**TASK**
Copy each line of the data beneath in which the word "blurred" appears.

Saved data entries
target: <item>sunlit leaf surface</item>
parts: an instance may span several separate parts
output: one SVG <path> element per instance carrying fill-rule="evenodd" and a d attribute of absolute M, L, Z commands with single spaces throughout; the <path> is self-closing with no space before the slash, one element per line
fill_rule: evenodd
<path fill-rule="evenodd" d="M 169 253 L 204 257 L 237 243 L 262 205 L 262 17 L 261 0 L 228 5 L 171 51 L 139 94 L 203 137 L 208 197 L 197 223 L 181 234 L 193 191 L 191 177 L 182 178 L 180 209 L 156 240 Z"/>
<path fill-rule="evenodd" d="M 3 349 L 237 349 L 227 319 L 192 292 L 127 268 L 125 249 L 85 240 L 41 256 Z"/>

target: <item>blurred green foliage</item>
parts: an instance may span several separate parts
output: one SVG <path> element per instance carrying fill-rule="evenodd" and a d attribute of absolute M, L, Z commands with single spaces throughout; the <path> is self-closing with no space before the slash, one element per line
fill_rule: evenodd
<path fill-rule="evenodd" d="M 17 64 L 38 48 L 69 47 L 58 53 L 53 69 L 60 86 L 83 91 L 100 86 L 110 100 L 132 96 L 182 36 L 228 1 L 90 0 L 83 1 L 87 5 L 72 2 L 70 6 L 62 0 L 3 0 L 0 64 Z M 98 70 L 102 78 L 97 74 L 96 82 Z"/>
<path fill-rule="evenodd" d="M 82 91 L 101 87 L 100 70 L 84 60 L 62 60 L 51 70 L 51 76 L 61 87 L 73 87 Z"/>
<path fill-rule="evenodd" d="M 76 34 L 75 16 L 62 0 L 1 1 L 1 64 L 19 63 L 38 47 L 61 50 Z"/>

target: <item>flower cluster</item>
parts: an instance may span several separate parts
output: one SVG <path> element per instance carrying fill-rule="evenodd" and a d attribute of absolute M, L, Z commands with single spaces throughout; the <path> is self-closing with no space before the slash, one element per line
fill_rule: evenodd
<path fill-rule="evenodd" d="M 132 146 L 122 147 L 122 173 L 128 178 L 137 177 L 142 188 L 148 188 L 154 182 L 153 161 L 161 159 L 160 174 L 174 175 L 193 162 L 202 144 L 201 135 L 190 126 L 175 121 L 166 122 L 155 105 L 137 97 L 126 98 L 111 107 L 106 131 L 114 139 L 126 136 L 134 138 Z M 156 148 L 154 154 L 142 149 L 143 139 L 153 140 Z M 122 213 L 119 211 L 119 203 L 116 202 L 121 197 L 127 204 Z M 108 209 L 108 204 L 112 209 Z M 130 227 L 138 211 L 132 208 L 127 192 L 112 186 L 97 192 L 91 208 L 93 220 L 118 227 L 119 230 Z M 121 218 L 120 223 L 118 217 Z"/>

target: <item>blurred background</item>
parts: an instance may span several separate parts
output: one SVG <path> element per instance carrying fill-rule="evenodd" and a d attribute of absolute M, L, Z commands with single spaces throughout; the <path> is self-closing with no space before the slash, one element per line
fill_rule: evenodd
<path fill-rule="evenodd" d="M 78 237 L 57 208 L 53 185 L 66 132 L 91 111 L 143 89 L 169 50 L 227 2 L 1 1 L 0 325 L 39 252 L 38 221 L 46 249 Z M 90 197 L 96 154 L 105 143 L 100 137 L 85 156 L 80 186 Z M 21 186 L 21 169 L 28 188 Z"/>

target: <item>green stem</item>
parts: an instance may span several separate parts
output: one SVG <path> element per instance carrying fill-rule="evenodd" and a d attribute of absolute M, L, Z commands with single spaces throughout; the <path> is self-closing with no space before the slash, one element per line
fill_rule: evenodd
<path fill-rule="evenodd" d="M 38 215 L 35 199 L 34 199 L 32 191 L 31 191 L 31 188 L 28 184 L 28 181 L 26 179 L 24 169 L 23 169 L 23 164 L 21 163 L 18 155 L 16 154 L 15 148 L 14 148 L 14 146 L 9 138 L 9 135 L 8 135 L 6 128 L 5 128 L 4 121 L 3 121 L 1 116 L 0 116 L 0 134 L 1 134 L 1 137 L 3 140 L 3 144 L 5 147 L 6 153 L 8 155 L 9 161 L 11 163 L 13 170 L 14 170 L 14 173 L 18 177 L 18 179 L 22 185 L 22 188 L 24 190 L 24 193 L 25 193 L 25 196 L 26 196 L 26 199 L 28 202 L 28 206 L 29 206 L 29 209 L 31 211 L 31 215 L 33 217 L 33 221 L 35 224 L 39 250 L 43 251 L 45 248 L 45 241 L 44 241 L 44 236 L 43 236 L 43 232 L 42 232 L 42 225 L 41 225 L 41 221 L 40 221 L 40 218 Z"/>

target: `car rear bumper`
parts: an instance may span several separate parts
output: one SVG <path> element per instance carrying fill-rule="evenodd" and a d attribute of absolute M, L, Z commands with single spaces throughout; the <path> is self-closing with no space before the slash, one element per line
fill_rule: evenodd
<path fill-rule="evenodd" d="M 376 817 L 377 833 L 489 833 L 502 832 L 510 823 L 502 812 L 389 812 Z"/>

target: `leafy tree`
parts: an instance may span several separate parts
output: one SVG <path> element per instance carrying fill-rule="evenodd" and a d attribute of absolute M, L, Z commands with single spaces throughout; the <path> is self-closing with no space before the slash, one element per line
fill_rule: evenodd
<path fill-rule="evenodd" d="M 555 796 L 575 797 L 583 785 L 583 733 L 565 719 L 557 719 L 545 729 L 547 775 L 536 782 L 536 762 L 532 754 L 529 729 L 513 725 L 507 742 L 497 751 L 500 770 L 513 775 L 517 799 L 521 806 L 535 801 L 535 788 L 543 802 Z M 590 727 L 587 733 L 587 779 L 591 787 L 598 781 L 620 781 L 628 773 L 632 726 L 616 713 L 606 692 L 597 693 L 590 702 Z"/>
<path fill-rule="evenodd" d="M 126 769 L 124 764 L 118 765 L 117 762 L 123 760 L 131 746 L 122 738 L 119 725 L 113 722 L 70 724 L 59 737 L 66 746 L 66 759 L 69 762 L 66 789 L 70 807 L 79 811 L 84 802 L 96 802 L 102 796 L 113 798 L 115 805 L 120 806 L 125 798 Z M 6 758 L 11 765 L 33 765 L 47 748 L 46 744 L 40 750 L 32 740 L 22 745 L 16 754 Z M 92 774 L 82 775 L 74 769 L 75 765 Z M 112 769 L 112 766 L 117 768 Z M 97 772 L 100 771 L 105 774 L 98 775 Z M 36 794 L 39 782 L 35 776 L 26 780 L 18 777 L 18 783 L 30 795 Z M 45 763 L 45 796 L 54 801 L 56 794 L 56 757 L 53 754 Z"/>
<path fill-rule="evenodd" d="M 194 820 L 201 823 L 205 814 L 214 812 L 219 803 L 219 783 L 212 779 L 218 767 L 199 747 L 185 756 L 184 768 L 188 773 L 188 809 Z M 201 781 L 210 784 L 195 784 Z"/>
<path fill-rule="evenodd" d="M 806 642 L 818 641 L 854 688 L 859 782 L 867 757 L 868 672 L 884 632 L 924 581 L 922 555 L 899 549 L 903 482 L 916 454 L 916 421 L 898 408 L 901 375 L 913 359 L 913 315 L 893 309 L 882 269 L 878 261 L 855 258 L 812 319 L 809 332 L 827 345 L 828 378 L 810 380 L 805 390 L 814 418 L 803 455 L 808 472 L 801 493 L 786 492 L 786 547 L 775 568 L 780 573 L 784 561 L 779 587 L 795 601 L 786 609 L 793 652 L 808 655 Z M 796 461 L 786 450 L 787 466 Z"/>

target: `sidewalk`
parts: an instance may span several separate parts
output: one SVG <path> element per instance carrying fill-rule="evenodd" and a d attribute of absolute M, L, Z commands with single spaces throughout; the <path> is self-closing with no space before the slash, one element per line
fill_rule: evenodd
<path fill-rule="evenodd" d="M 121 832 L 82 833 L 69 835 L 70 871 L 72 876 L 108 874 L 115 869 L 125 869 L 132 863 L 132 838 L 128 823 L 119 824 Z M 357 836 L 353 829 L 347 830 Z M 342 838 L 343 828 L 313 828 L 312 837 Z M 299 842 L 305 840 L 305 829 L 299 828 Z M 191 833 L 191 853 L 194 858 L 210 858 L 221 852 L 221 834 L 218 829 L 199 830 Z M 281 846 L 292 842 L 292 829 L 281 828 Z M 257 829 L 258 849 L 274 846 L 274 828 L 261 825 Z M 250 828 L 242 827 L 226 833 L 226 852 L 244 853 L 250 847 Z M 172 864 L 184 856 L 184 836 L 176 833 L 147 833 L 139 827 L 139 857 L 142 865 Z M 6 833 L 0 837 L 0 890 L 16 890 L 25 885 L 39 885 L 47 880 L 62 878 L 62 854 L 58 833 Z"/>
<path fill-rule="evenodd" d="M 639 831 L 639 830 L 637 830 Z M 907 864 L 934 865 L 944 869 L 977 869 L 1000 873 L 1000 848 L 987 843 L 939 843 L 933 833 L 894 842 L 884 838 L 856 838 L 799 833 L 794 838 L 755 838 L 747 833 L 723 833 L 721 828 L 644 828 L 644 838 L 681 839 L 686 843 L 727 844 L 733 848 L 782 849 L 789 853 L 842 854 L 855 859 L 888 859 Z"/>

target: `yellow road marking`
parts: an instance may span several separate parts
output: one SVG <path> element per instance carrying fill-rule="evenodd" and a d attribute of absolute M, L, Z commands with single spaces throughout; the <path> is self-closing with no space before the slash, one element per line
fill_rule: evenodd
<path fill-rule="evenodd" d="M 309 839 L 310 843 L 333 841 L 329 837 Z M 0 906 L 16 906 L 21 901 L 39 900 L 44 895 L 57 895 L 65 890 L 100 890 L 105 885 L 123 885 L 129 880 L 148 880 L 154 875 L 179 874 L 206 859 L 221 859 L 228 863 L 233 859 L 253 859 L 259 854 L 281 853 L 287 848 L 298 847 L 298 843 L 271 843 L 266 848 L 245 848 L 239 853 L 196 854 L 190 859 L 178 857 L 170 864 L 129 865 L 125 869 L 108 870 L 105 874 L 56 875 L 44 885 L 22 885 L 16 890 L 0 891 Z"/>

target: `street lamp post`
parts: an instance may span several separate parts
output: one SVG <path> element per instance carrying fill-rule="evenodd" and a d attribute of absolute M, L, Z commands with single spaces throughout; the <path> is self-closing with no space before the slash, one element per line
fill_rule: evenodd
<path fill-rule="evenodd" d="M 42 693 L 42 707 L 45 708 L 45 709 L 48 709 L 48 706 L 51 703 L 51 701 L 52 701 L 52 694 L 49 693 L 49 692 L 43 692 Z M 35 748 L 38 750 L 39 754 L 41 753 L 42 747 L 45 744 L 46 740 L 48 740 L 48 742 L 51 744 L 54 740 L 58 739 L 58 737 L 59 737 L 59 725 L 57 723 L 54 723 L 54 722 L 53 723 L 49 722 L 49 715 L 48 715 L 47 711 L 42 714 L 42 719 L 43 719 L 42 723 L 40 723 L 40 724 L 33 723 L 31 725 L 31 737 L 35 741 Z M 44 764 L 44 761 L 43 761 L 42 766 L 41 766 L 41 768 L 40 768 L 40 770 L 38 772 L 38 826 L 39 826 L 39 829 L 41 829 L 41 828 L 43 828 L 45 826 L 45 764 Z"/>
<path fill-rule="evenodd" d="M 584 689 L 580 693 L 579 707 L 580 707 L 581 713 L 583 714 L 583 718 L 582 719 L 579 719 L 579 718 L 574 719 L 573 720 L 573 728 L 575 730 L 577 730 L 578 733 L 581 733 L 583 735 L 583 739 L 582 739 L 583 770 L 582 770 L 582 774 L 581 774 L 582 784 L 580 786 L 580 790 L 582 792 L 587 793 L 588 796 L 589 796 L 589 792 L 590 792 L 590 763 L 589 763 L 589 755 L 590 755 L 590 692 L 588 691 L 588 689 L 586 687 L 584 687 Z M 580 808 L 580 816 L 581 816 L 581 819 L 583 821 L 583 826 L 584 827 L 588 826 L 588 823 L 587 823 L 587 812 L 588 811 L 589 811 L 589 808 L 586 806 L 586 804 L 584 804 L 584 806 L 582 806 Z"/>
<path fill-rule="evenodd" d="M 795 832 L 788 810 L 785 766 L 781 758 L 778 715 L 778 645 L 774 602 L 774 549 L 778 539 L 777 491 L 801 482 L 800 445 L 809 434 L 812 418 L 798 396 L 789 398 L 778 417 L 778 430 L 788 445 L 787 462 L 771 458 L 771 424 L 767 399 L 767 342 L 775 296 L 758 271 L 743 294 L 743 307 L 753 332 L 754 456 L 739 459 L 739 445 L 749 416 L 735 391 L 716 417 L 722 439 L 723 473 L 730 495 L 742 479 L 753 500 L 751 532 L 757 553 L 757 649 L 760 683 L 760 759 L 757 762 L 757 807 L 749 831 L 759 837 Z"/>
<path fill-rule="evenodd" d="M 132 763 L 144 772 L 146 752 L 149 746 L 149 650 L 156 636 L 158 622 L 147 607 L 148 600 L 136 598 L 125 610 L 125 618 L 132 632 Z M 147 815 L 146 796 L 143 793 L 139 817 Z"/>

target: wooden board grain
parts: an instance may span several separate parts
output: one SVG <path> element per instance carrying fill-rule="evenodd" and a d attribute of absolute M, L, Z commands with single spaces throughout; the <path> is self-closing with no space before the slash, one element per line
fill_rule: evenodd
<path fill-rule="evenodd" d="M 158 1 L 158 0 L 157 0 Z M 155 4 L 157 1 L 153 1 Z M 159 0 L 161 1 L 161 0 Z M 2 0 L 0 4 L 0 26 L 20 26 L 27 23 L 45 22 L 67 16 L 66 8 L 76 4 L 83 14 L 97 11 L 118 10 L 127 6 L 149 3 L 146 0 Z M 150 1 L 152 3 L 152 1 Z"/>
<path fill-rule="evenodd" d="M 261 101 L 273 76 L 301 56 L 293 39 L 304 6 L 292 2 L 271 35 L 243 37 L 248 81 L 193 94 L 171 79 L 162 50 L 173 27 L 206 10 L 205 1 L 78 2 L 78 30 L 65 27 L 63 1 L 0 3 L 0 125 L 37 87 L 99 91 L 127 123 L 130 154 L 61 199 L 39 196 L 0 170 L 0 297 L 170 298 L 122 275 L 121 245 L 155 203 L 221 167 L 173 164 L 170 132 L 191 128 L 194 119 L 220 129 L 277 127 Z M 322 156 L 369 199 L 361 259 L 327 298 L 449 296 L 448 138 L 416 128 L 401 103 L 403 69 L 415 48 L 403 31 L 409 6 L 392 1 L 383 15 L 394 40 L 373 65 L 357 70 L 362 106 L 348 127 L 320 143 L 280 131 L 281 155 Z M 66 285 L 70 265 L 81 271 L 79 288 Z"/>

**TASK RESULT**
target: <item>blurred green foliage</item>
target: <item>blurred background</item>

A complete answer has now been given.